### The data:
········

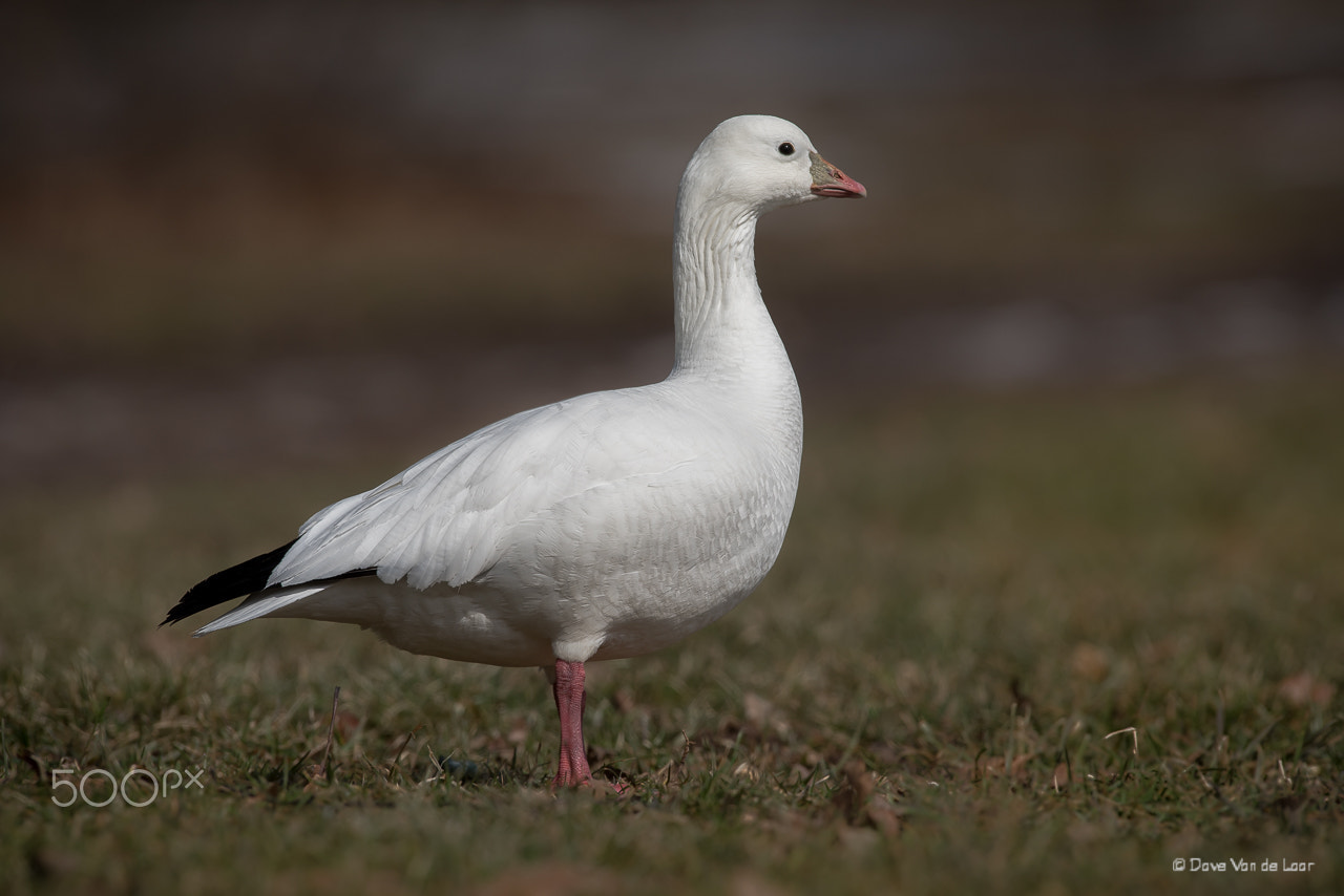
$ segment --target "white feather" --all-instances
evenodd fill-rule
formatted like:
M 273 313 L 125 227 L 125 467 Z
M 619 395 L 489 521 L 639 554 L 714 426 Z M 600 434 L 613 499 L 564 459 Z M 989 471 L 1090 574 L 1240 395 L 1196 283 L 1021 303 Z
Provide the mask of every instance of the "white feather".
M 677 199 L 668 379 L 516 414 L 320 510 L 271 590 L 199 634 L 302 617 L 415 653 L 544 665 L 653 650 L 737 604 L 780 551 L 802 451 L 755 220 L 812 197 L 810 146 L 751 116 L 696 152 Z M 376 576 L 339 578 L 358 570 Z

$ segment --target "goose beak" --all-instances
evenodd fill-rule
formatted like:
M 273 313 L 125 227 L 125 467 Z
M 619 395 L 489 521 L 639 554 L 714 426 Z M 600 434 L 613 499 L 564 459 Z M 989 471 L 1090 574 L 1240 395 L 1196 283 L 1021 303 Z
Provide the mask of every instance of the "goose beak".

········

### Task description:
Please reproduce all of the rows above word for word, leaving the pictures out.

### Solution to this exercise:
$ segment --target "white feather" --all-instances
evenodd fill-rule
formatted like:
M 273 313 L 125 227 L 125 467 Z
M 619 395 L 489 521 L 639 554 L 714 426 Z M 600 434 L 613 499 L 564 459 Z M 989 471 L 1090 574 L 1240 395 L 1196 283 L 1021 303 Z
Provide the mask of every instance of the "white feather".
M 677 199 L 668 379 L 516 414 L 320 510 L 271 590 L 199 634 L 302 617 L 415 653 L 544 665 L 653 650 L 737 604 L 780 551 L 802 451 L 755 220 L 812 197 L 810 146 L 751 116 L 696 152 Z M 376 576 L 339 578 L 358 570 Z

$ segment --target "goose beak" --all-instances
evenodd fill-rule
formatted like:
M 273 313 L 125 227 L 125 467 Z
M 619 395 L 489 521 L 639 554 L 714 426 Z M 600 434 L 613 499 L 564 459 Z M 989 471 L 1090 574 L 1240 395 L 1196 283 L 1021 303 Z
Provide the mask of every instance of the "goose beak".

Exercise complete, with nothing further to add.